Hunt through the entries for the word "every" and copy each line in which it appears.

Stored items
____________
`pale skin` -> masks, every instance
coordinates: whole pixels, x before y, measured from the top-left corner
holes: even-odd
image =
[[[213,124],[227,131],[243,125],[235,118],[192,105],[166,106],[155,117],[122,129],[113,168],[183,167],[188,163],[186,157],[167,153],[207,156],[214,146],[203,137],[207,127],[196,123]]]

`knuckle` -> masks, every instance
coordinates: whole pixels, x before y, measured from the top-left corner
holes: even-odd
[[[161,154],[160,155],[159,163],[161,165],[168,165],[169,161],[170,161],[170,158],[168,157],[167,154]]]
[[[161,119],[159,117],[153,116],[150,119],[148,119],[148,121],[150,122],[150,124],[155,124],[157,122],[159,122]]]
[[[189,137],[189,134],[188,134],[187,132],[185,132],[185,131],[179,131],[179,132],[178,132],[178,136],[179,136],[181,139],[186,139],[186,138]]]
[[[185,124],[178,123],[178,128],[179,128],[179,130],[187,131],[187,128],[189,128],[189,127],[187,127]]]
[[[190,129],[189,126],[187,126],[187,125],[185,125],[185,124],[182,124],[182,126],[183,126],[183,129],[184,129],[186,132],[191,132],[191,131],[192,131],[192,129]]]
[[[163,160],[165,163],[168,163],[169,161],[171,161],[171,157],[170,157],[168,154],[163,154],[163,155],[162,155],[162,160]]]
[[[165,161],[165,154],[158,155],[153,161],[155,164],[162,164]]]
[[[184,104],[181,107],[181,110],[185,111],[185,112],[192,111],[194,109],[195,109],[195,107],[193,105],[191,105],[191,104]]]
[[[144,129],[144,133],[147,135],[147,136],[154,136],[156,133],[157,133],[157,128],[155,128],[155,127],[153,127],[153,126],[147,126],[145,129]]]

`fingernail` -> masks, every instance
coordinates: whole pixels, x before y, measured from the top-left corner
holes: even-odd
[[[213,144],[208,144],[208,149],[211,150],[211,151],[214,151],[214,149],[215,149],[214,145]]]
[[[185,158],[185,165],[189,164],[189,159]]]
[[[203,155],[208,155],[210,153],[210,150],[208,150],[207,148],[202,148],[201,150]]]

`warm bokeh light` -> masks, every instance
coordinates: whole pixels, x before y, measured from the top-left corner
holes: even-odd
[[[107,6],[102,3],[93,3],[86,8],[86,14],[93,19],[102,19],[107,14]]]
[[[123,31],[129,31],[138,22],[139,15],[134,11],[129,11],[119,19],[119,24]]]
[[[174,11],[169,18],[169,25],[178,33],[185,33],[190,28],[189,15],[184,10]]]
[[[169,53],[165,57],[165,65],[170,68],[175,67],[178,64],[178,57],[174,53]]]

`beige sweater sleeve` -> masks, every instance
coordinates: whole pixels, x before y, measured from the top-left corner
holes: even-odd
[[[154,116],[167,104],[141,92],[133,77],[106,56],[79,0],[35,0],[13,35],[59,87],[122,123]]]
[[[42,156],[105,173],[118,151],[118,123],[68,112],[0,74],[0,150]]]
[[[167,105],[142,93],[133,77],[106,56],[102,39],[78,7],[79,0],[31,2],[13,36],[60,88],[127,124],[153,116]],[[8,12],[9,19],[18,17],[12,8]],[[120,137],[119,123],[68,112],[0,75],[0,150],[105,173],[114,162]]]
____________
YOUR SOLUTION:
`pale skin` -> masks, every instance
`knuckle` -> masks, every instance
`fingernail` -> masks, every instance
`warm bokeh light` -> masks, every instance
`beige sweater sleeve` -> masks, every instance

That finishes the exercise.